En rentrant à Arenenberg, il éprouve une vive émotion : la vue des portraits de Napoléon, de son cheval, de sa montre, envoyée par son père, le fait beaucoup pleurer ; il a toujours sous les yeux les traits de ce frère chéri, comme son souvenir dans le cœur. (Lettre du 22 août.) Mais cette mort imprévue laisse à régler des questions d'intérêt matériel. A une lettre de son père sur ce sujet, qui lui répugne, le prince Louis n'a fait nulle réponse. Le roi en exigeant une, il lui écrit : Hélas ! puisqu'il faut s'occuper d'un sujet aussi triste que l'héritage de mon pauvre frère, je vous' dirai que je trouve très bien ce que vous avez fait, que naturellement notre premier soin doit être de remplir ses intentions, en payant tout ce qu'il avait commandé ; et, quant à moi, je ne tiens nullement à de l'argent qui me vient d'une source aussi malheureuse. Ce à quoi je tiens, c'est à tout ce qui lui appartenait. Si vous voulez m'envoyer tout ce que vous ne voudrez pas conserver comme souvenir de lui, vous me ferez plaisir. (Lettre du 31 août 1831.)

A sa belle-sœur, la princesse Charlotte, il avait écrit, deux jours auparavant : J'ai perdu l'être que j'aimais le mieux sur cette terre. Depuis qu'il n'est plus, il faut que je me force pour n'être pas indifférent à tout. Je n'éprouvais pas un désir, je ne formais pas un projet sans que mon frère entrât pour moitié dans toutes mes idées... Qui pourrait remplacer pour lui ce confident, cet unique ami ? Pour la Première fois il songe au mariage et s'en ouvre à son père. J'ai tellement besoin d'affection que si je trouvais une femme qui me plût et qui convint à ma famille je ne balancerais pas à l'épouser. Ainsi, mon cher papa, donnez-moi là-dessus vos conseils. (Lettre du 15 décembre 1831.)

Quels furent ces conseils ? Nous ne le savons pas positivement, n'ayant pas retrouvé la lettre qui devait les contenir : nous pouvons toutefois le deviner, par la recommandation que, consulté de nouveau sur ce sujet par son fils, il devait lui adresser, quelques années plus tard, de faire uniquement un mariage de raison : Tu me consoles en disant que tu n'es pas amoureux. C'est une chose essentielle pour bien choisir quand on veut se marier, c'est-à-dire pour éviter les malheurs trop communs dans cet état. Tu vois, d'après ce qui se passe, que nous sommes pauvres malgré cc qu'a publié la fausse renommée...

Étiquettes de points d'objets:
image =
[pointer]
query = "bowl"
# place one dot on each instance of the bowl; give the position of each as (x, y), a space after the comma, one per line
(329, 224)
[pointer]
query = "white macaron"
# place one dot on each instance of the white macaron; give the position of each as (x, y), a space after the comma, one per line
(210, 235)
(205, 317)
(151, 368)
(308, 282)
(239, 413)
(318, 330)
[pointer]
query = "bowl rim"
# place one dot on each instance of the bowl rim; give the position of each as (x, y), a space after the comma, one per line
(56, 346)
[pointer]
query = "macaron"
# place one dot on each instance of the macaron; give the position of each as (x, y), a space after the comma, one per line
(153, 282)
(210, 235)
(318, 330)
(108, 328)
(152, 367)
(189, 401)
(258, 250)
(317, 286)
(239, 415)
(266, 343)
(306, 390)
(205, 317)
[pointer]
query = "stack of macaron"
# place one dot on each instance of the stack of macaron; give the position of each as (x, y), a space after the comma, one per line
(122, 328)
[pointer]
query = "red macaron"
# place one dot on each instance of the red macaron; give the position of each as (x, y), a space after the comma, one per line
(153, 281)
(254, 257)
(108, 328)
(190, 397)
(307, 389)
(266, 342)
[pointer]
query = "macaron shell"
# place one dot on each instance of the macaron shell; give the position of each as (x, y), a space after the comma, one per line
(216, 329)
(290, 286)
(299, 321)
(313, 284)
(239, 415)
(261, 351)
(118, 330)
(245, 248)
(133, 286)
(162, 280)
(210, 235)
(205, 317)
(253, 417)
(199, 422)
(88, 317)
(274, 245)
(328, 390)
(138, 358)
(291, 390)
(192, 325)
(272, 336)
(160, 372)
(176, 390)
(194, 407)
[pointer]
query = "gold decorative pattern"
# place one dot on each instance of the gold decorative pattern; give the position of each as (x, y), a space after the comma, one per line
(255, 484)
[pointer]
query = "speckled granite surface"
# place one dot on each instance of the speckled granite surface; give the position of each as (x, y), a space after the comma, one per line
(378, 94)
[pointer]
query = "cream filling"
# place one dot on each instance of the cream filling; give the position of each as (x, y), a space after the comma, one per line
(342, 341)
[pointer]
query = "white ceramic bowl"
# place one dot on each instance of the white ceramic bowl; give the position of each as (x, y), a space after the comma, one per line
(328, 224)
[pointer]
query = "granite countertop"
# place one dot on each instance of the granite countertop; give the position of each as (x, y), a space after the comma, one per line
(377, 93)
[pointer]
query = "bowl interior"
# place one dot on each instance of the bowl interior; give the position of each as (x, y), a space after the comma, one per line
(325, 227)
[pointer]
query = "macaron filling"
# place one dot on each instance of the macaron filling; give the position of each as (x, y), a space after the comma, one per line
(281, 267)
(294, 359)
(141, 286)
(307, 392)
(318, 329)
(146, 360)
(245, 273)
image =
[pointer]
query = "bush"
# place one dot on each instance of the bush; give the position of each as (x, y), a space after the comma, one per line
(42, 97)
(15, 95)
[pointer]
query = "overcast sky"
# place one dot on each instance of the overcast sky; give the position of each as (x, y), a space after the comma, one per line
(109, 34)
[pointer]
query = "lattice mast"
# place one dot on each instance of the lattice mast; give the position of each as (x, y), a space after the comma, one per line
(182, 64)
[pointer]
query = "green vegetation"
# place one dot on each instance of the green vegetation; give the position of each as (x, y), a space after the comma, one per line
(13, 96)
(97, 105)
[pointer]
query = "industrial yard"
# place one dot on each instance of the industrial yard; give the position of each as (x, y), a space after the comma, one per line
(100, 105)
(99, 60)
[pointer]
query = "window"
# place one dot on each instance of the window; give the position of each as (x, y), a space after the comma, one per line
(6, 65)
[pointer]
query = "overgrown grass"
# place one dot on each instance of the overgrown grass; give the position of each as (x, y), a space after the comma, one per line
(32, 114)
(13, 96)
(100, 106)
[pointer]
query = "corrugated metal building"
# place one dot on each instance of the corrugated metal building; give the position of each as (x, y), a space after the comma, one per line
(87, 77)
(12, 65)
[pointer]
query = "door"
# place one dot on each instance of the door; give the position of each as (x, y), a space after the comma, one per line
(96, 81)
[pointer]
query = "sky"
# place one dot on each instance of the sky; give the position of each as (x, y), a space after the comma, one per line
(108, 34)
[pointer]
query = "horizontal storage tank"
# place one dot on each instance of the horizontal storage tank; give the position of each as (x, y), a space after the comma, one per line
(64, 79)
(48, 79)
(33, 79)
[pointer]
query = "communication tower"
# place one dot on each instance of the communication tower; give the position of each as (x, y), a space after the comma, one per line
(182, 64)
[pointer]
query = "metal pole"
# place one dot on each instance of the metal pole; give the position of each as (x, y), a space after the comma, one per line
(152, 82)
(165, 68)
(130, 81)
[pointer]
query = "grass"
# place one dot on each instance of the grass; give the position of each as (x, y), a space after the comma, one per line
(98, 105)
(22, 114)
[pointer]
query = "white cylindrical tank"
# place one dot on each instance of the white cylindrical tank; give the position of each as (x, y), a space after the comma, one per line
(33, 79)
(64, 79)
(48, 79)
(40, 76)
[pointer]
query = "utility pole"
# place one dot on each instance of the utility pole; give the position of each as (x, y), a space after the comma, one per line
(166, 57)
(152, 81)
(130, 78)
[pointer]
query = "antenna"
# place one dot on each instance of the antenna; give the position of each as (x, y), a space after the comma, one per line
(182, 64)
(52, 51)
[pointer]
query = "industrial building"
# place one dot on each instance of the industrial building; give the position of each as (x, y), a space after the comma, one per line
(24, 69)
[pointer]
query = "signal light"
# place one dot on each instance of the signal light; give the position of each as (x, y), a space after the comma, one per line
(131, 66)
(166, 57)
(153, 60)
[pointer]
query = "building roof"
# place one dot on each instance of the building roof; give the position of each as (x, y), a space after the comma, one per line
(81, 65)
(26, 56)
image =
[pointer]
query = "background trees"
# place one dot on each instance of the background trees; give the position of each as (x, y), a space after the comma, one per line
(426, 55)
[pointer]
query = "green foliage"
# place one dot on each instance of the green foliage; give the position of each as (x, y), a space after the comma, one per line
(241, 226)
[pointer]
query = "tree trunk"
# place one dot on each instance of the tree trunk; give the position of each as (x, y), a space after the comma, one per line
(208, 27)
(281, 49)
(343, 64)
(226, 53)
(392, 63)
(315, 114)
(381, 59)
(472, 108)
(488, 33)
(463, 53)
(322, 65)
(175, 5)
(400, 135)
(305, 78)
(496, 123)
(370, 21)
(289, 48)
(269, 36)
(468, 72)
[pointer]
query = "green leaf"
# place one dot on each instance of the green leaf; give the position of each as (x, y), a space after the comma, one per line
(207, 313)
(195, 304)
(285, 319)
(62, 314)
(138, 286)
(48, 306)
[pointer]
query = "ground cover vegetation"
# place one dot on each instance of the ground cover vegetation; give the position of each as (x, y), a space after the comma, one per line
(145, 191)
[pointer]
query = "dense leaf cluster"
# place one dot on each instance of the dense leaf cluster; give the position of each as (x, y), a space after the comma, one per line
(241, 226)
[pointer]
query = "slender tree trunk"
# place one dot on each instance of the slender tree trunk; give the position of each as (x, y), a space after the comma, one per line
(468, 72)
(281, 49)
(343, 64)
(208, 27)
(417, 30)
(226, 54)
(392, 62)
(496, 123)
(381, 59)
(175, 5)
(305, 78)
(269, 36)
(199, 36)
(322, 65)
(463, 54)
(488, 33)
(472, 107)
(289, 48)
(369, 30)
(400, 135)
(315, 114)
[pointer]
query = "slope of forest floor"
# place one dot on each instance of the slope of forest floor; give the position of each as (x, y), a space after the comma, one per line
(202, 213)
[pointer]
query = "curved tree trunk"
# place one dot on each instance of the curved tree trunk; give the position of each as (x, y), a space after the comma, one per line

> **Exercice 1**: Relevez toutes les dates de lettres indiquées entre parenthèses dans l'extrait sur le prince Louis.
> **Exercice 2**: Poursuivez, s'il vous plaît, l'extrait sur le prince Louis à la suite de sa dernière phrase.
Les lignes n'ont aucun rôle ici.

> **Réponse 1**: 22 août ; 31 août 1831 ; 15 décembre 1831

> **Réponse 2**:
Ne trouvant pas la femme qui pût lui plaire et convenir à sa famille, le prince Louis cherche à se consoler de ses chagrins par le travail. Il écrit les Rêveries politiques, dont l'épigraphe, empruntée à Montesquieu, résume la doctrine de toute sa vie : Le peuple, qui a la souveraine puissance, doit faire par lui-même tout ce qu'il peut faire, et ce qu'il ne peut pas bien faire, il faut qu'il le fasse par ses ministres. Puis il reprend, à l'École d'artillerie de Thoune, ses études interrompues. Le 30 avril 1832, le petit conseil de Thurgovie, dans le désir de prouver combien il honore l'esprit de générosité de Mme la duchesse de Saint-Leu et de sa famille décerne au prince Louis Napoléon le droit de bourgeoisie honoraire du canton.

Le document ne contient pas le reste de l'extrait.